DOCUMENT EXCERPT START

The destruction also is comprehensive. One photo, or two or three, can’t fully capture the wrecking ball that was Islamic State occupation over the last two years, especially in areas where Christians historically have lived. Every street, every doorway, every wall in some way is marred or destroyed. A run of metal fencing, even, stands twisted, deformed, melted. Militants tunneled passageways running 30 feet deep beneath houses, leaving the dirt piled high inside bedrooms, where it reached above the curtains. They punched large doorways through houses so they could pass house to house undetected by U.S. reconnaissance aircraft. Piles of rubble replace furniture, and debris substitutes for artwork and signage, anything that made everyday life beautiful and meaningful. In a church cemetery in Bartella, militants uncovered and desecrated nearly every gravesite, even prying open caskets, then leaving bodies exposed but still wrapped inside.
At first look the upheaval appears chaotic, as though an earthquake has struck. But on closer examination the destruction proves to be grimly systematic, the work of a sick but highly organized bureaucracy—a manquake.
The Islamic State “perpetrated crimes against humanity, ethnic cleansing, and war crimes against Christian, Yezidi, Turkmen, Shabak, Sabaean-Mandaean, and Kaka’i people in [Nineveh] province between June and August 2014,” declared the U.S. Holocaust Memorial Museum in a 2015 report. What you see along the streets of Qaraqosh—and dozens of other towns—is evidence of those war crimes and more.
Besides forcing those people groups from their homes en masse, looting or destroying all their possessions, killing and enslaving thousands of them, ISIS made its daily vocation over a two-year period to desecrate or reduce to rubble their residences, shops, and churches. They brought in earthmovers and bulldozers to do what chisels and explosives could not. Their goal, in short, was to eliminate for these non-Muslims their past, present, and perhaps their future.
As fighting against ISIS enters a fifth grueling month in Iraq, centered just 20 miles from Qaraqosh in Mosul, the Islamic State’s brand of war crimes hasn’t ended. ISIS in recent weeks began using armed drones, dropping grenades and homemade explosives on civilian and military targets in Mosul. The jihadists, too, aren’t entirely vanquished from liberated areas. In recent weeks a jihadist emerged from the tunnel system ISIS built beneath Qaraqosh. Army members shot and killed the fighter, then discovered he was a 13-year-old boy.

DOCUMENT EXCERPT END

WHAT TO PRODUCE ▸
Pick up the excerpt on Islamic State destruction in Qaraqosh after its final sentence and continue it in the same formal voice. The rows that come next are not needed for this work.

EXTRACTED DATA START

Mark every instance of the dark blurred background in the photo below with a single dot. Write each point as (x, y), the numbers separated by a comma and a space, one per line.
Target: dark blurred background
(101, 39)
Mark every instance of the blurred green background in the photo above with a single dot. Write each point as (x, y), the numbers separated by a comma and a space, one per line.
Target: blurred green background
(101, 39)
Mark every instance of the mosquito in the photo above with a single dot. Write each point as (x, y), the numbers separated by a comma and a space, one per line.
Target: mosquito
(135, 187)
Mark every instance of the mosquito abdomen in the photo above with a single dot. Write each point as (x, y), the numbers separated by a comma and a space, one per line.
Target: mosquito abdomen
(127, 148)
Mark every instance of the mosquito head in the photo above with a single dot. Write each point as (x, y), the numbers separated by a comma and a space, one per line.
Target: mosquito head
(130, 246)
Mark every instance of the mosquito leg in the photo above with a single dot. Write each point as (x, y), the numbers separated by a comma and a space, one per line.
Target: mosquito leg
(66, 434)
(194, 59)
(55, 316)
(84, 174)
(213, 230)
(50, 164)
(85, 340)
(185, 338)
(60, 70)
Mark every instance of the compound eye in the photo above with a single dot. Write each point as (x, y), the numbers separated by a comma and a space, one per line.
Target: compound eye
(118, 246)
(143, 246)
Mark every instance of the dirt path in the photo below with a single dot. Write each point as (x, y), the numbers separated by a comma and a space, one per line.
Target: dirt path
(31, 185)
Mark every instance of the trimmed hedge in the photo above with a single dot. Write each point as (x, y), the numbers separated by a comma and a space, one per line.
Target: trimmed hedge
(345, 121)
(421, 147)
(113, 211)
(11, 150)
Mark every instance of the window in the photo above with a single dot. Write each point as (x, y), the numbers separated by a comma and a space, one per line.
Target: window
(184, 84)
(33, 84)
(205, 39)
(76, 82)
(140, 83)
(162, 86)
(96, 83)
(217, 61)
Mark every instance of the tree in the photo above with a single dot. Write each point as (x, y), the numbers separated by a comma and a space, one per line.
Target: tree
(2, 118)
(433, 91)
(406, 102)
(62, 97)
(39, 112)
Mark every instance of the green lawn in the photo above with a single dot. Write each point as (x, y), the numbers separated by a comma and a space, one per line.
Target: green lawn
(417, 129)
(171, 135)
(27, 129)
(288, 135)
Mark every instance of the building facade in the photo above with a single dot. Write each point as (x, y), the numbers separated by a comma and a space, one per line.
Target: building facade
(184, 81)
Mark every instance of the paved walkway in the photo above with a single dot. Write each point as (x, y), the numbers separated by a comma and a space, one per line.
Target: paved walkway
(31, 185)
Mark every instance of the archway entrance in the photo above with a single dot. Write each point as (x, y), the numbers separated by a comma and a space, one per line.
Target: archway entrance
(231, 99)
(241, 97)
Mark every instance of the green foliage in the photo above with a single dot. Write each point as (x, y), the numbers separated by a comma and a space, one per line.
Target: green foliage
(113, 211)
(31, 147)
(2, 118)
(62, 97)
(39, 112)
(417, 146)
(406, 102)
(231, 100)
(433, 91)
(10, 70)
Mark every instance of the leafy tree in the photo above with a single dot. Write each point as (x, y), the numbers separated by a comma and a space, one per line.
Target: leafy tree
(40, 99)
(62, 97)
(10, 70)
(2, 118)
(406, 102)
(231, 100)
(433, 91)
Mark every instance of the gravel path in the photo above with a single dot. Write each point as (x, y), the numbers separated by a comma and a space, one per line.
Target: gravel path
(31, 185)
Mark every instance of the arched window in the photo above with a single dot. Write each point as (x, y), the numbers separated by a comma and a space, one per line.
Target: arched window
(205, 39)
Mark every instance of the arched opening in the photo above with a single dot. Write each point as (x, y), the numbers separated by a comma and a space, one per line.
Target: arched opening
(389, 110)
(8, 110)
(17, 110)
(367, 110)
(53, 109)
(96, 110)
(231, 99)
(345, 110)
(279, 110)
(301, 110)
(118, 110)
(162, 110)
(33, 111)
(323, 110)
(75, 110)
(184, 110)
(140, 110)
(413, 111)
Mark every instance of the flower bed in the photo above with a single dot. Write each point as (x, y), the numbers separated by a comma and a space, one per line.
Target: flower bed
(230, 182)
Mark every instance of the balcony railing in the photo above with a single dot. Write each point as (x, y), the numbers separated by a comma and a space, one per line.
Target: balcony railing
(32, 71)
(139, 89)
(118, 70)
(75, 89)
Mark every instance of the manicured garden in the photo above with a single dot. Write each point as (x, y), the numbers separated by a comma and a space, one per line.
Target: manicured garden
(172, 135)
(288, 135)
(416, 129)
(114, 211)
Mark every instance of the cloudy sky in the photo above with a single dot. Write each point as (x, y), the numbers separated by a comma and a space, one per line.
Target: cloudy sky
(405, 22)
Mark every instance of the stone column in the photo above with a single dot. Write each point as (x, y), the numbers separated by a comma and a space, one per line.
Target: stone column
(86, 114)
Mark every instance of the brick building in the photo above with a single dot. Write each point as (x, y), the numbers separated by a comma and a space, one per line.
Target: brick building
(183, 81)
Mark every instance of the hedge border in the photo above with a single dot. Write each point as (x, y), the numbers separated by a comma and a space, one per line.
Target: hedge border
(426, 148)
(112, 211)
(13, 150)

EXTRACTED DATA END

REPLY ▸
THE AIR WAS COLD but the sun shone bright on the recent February morning when I walked through devastated Qaraqosh. The last time I visited the city, also called Hamdaniyah, was in 2008, when a boisterous parade of Christians, mostly Assyrians and Chaldeans, filled the streets to protest an election law. A noisy crowd carried banners, local TV crews followed, men stood on corners chain-smoking, and delicious aromas rose from open-air bakeries churning out flatbread and kebab stands sizzling with lamb and beef. Afterward my driver bought a whole roasted chicken cooked with onions and peppers, and we ate it, picnic-style, in the open sunshine.
This time the same streets were silent as graves. Once a city of more than 60,000 residents, a near-empty Qaraqosh was liberated last November. ISIS cut electricity and running water, and that along with the ongoing dangers—IEDs, tunneling, and stray Islamic State fighters—was still keeping residents away. Occasionally a car passed, former residents touring the damage. A soldier bicycled by, almost noiselessly. The only real sound was my own feet crunching into rubble outside St. George’s Church.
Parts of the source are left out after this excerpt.